:: Source information

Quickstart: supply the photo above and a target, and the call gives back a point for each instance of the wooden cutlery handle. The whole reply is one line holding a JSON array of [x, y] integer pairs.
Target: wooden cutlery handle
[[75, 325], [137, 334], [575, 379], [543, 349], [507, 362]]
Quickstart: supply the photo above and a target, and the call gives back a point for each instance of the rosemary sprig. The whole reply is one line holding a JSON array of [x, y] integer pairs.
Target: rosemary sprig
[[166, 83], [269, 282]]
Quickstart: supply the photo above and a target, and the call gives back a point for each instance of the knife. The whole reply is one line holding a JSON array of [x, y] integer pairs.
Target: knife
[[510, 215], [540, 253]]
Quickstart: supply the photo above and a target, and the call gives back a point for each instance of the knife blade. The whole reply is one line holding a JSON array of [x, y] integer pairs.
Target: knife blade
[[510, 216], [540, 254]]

::::

[Your assignment] Nothing but the lines from the one containing "of the rosemary" through the last line of the data above should be set down, word for word.

[Solution for this problem]
Quickstart: supply the photo above and a target, and the call gives back a point for each instance of the rosemary sprig. The whole reply is one line holding a JSON array of [x, y] integer pairs.
Target: rosemary sprig
[[166, 83], [269, 282]]
Quickstart: supply the photo above and a target, and the call gives back a point for each instance of the knife. The whole reply is one line holding a JSON array of [x, y] integer pairs.
Target: knife
[[510, 215], [540, 253]]
Quickstart: supply the photo above and a target, and the call gives back a point for each instance of the knife blade. The whole reply is one line holding a JSON array of [x, y] integer pairs.
Target: knife blade
[[510, 216], [540, 254]]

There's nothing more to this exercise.